▶ **Given exercise**:
Reproduce the entries below line for line, leaving out the pictures.
=-=-=
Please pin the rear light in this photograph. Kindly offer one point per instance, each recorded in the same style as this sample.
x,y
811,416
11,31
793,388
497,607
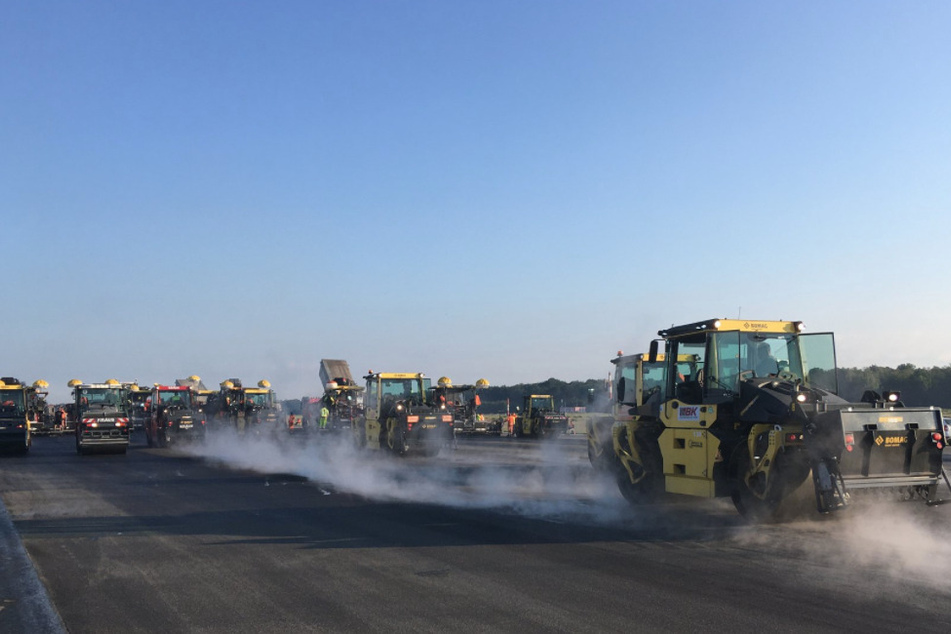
=-=-=
▶ **Full response**:
Please pin the rear light in this photograph. Kindly offer one point per instance, each recorded in the same style as this sample.
x,y
811,416
11,31
793,388
497,607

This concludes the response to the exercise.